*Tareas requeridas:*
1. Enumera los métodos de enseñanza de los profetas que menciona el fragmento sobre el maestro.
2. Según el fragmento sobre el maestro, ¿a quiénes dio Dios la responsabilidad de enseñar a los hijos entre los israelitas?

*Fragmento del documento:*
Persona que transmite información o enseña un trabajo de palabra o por el ejemplo. Un buen maestro fundamenta lo que dice con explicaciones, pruebas o por el empleo de otros métodos, a fin de ayudar al que le escucha a aceptar y recordar lo que oye.

Jehová Dios, el Creador, es el Magnífico Instructor o Maestro de sus siervos. (1Re 8:36; Sl 27:11; 86:11; 119:102; Isa 30:20; 54:13.) Las mismas obras creativas enseñan que existe un Dios Omnisapiente y son en sí mismas un campo para investigación y aprendizaje que solo se ha aprovechado de manera parcial. (Job 12:7-9.) Además, Jehová Dios ha enseñado a los humanos su nombre, sus propósitos y sus leyes por medio de revelaciones. (Compárese con Éx 4:12, 15; 24:12; 34:5-7.) Tales revelaciones se hallan en la Palabra de Dios, la Biblia, y sirven de base para enseñar a otros cuál es Su voluntad. (Ro 15:4; 2Ti 3:14-17.) El espíritu de Dios también ejerce la función de maestro. (Jn 14:26.)

La enseñanza entre los israelitas. Dios dio a los padres israelitas la responsabilidad de enseñar a sus hijos. (Dt 4:9; 6:7, 20, 21; 11:19-21; Sl 78:1-4.) No obstante, los profetas, los levitas, en especial los sacerdotes, y otros sabios, servían de maestros de la entera nación. (Compárese con 2Cr 35:3; Jer 18:18; véase EDUCACIÓN.)

Profetas. Los profetas enseñaban al pueblo los atributos y propósitos de Jehová, denunciaban la mala conducta de los israelitas y señalaban el camino correcto que debían seguir. Su enseñanza solía ponerse por escrito. (Compárese con 1Sa 12:23-25; Isa 7:3, 4; 22:15, 16; Jer 2:2.) Entre sus métodos de enseñanza estaban: las preguntas (Jer 18:13, 14; Am 3:3-8; Ag 2:11-14), las ilustraciones (2Sa 12:1-7; Isa 10:15; Jer 18:3-10), los enigmas (Eze 17:2) y las representaciones simbólicas. (1Re 11:30-32; Jer 13:4-11; 19:1-12; 27:2; 28:10-14; Eze 4:1–5:4.)

Registros de identificación de posiciones:
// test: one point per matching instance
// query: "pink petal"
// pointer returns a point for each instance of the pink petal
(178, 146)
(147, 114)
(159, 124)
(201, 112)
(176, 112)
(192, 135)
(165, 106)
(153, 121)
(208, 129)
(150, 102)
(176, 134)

*Respuestas del ejercicio:*
1. Las preguntas, las ilustraciones, los enigmas y las representaciones simbólicas.

2. A los padres israelitas.